■ Supplied passage

● ● ● ● ●

= Emblems of the Soviet Republics =

USSR republics coat of arms display on USSR State Television, c. 1950s.

The emblems of the constituent republics of the Union of Soviet Socialist Republics all featured predominantly the hammer and sickle and the red star that symbolized communism, as well as a rising sun (although in the case of the Latvian SSR, since the Baltic Sea is west of Latvia, it could be interpreted as a setting sun), surrounded by a wreath of wheat (except the Karelo-Finnish SSR with a wreath of rye). The USSR State motto, Workers of the world, unite!, in both the republic's language and Russian was also placed on each one of them. In addition to those repetitive motifs, emblems of many Soviet republics also included features that were characteristic of their local landscapes, economies or cultures.

● ● ● ● ●

■ Objectives
a: In the passage on Soviet republic emblems, reproduce the stretch from "The emblems of" through "economies or cultures.", substituting "garland" for "wreath".
b: Write the next part of the passage on the emblems of the Soviet republics, beginning after its final sentence.

■ Raw data
● ● ● ● ●

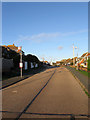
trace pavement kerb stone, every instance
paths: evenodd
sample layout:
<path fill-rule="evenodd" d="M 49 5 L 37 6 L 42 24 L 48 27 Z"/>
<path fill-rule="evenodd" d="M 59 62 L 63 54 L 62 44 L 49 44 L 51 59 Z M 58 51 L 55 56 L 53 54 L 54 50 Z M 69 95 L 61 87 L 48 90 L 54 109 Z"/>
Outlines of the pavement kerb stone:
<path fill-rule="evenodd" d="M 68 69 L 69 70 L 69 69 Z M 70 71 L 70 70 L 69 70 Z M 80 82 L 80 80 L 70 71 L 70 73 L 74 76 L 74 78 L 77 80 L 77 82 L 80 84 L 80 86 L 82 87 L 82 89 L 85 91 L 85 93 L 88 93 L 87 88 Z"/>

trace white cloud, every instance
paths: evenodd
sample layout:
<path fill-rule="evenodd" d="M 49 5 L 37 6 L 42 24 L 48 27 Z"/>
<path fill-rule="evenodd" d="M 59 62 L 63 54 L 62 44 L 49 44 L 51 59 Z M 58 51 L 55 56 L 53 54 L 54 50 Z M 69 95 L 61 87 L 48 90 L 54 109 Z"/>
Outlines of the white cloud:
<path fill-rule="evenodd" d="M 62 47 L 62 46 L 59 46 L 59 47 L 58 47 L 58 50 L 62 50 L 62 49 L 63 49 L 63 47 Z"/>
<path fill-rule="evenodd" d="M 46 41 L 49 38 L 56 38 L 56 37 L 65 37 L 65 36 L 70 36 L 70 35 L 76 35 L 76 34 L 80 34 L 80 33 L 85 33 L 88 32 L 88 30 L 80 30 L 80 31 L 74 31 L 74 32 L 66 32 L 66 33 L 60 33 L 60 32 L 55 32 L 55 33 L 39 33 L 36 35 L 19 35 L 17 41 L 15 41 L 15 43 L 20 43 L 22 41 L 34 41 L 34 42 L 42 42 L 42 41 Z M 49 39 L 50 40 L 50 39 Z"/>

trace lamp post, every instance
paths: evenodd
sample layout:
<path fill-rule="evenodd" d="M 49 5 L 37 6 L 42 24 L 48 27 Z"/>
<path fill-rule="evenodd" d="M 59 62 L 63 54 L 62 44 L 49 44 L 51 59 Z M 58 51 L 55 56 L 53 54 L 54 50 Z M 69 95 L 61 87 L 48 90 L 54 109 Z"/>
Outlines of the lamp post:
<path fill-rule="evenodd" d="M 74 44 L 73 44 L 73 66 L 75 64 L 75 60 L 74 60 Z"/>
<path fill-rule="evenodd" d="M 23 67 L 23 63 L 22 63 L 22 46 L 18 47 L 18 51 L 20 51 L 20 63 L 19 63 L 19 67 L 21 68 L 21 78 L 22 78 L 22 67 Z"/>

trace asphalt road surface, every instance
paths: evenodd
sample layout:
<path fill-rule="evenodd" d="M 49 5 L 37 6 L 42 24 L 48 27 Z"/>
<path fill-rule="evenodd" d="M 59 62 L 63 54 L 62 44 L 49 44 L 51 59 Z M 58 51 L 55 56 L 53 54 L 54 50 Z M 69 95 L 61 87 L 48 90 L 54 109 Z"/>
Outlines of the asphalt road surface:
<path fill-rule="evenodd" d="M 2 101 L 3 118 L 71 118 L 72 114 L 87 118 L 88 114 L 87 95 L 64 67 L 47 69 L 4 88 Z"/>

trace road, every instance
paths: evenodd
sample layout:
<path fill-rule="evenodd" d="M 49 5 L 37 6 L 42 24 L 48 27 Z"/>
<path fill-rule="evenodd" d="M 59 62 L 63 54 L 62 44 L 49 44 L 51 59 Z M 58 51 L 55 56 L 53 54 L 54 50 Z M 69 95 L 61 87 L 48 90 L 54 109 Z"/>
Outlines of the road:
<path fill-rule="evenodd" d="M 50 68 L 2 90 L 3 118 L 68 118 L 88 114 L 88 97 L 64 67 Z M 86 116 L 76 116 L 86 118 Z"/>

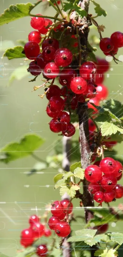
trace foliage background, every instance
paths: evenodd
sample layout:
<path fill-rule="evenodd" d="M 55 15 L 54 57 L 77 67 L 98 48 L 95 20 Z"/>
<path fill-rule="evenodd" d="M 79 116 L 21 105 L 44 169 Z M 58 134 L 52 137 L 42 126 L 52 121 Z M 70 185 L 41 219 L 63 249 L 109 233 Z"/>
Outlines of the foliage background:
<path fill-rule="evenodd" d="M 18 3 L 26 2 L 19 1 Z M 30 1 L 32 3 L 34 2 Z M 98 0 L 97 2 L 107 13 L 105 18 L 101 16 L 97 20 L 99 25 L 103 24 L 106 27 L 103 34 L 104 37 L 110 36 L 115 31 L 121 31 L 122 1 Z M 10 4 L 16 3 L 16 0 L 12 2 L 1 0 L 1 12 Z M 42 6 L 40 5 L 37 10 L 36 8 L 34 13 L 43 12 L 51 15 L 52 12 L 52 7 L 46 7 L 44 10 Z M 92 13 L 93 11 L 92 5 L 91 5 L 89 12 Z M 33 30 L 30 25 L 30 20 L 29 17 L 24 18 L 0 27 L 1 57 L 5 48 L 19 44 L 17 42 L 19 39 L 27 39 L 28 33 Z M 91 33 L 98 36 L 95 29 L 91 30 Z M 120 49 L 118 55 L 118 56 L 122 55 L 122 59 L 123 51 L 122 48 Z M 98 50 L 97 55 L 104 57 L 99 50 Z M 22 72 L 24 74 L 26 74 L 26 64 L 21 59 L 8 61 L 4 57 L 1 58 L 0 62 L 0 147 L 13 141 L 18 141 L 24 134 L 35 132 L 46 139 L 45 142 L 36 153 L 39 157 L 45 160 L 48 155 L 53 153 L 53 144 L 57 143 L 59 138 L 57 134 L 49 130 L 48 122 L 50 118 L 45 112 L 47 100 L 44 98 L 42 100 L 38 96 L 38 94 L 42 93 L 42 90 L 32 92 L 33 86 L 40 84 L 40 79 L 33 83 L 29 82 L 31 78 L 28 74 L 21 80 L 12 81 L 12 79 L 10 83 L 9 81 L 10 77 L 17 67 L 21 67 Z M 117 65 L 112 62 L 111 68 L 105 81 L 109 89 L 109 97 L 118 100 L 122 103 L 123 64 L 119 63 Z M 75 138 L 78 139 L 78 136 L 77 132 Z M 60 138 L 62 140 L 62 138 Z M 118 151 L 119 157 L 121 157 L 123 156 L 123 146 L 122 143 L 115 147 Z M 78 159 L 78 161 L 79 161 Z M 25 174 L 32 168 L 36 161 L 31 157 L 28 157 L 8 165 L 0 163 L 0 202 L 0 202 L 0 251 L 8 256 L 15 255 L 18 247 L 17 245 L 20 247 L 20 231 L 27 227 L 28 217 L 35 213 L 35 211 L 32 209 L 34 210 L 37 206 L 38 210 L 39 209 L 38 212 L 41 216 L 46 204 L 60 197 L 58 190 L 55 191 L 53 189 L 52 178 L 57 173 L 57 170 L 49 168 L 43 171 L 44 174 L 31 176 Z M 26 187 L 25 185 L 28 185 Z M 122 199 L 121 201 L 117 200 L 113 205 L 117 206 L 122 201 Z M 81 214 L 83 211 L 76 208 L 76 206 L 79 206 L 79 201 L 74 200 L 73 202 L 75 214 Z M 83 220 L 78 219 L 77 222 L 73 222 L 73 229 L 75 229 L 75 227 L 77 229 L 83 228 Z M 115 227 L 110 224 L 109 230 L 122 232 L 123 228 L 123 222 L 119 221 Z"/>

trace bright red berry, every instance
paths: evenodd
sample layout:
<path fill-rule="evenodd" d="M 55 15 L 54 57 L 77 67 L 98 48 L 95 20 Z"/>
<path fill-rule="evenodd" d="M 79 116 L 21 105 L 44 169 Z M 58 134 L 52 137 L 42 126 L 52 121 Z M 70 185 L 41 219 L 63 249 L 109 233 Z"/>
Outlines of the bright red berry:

● ● ● ● ●

■ Answers to each task
a:
The emblems of the constituent republics of the Union of Soviet Socialist Republics all featured predominantly the hammer and sickle and the red star that symbolized communism, as well as a rising sun (although in the case of the Latvian SSR, since the Baltic Sea is west of Latvia, it could be interpreted as a setting sun), surrounded by a garland of wheat (except the Karelo-Finnish SSR with a garland of rye). The USSR State motto, Workers of the world, unite!, in both the republic's language and Russian was also placed on each one of them. In addition to those repetitive motifs, emblems of many Soviet republics also included features that were characteristic of their local landscapes, economies or cultures.

b:
The emblems are often called coats of arms, but since they (deliberately) did not follow the rules of heraldry, most of them cannot be considered coats of arms. However, they all did follow the same basic pattern, a pattern which sometimes has led to the use of the term "socialist heraldry".

By the dissolution of the Soviet Union on 26 December 1991, only Belarus, Estonia, Georgia, Latvia, Lithuania, and Moldova had adopted new official arms, while the other ones retained the Soviet emblems until new ones were adopted in the years following.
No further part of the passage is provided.